(The records Opens)

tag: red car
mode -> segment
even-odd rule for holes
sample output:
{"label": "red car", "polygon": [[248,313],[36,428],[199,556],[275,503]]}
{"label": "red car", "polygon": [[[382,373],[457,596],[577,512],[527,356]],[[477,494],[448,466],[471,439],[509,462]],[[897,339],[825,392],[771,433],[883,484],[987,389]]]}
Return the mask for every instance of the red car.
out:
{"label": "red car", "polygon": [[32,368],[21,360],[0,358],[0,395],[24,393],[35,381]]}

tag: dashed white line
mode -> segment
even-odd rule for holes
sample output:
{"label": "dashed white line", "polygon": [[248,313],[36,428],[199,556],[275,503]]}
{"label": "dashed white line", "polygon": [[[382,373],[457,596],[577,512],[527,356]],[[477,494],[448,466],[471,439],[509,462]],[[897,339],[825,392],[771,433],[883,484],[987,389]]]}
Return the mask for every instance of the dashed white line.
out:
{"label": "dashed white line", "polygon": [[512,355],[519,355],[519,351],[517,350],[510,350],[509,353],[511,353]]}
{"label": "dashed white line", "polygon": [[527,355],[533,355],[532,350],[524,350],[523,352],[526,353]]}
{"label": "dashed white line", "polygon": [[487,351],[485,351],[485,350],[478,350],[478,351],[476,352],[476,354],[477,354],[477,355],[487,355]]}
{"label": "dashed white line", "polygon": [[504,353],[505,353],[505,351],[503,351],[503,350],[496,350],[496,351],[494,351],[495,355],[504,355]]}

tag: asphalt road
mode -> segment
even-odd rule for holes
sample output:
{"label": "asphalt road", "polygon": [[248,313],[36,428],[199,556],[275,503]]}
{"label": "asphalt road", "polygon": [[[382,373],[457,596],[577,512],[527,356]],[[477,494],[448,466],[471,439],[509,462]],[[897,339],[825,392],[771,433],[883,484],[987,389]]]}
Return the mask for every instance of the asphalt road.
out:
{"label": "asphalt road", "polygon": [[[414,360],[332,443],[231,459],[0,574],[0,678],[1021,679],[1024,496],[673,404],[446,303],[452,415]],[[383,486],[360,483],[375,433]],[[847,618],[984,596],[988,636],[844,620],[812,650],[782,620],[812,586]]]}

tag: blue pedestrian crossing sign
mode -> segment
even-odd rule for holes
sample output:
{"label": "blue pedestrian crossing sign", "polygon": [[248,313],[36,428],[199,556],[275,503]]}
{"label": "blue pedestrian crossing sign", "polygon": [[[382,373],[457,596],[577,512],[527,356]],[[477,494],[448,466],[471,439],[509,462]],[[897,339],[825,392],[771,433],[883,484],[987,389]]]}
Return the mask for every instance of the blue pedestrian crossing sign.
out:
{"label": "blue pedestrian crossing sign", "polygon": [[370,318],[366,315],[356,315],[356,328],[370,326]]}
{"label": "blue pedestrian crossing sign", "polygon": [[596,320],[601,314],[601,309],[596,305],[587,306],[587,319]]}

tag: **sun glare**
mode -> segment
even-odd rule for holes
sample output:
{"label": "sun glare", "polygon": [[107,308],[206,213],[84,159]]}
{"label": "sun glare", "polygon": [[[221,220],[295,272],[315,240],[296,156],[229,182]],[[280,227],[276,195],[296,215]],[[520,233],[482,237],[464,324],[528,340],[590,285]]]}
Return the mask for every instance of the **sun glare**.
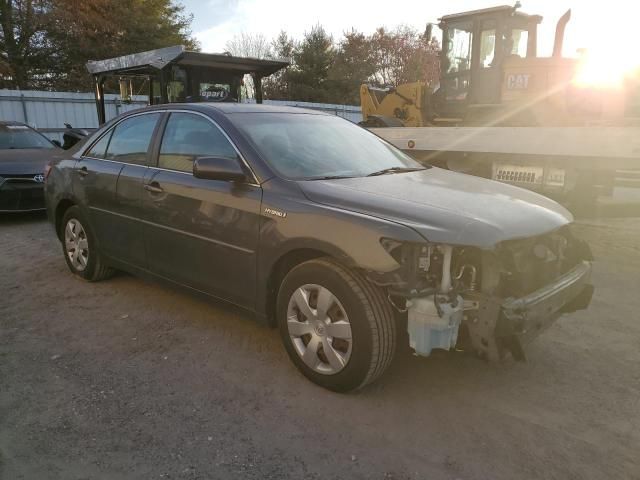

(The records Closes)

Copy the records above exactly, please, but only from the first line through the line containing "Return the mask for every instance of the dashed".

Finished exercise:
tag: red car
mode -> segment
even-odd rule for holes
sample output:
{"label": "red car", "polygon": [[248,313],[36,428],[199,556],[275,503]]}
{"label": "red car", "polygon": [[[382,373],[457,596],[577,512],[527,356]],[[477,494],[448,466],[471,439],[509,462]],[[897,339],[825,392],[771,433],[883,484],[987,389]]]}
Return the mask for every instance of the red car.
out:
{"label": "red car", "polygon": [[32,368],[21,360],[0,358],[0,395],[24,393],[35,381]]}

tag: dashed white line
mode -> segment
even-odd rule for holes
sample output:
{"label": "dashed white line", "polygon": [[248,313],[36,428],[199,556],[275,503]]}
{"label": "dashed white line", "polygon": [[[382,373],[457,596],[577,512],[527,356]],[[477,494],[448,466],[471,439],[509,462]],[[897,339],[825,392],[771,433],[883,484],[987,389]]]}
Return the mask for every instance of the dashed white line.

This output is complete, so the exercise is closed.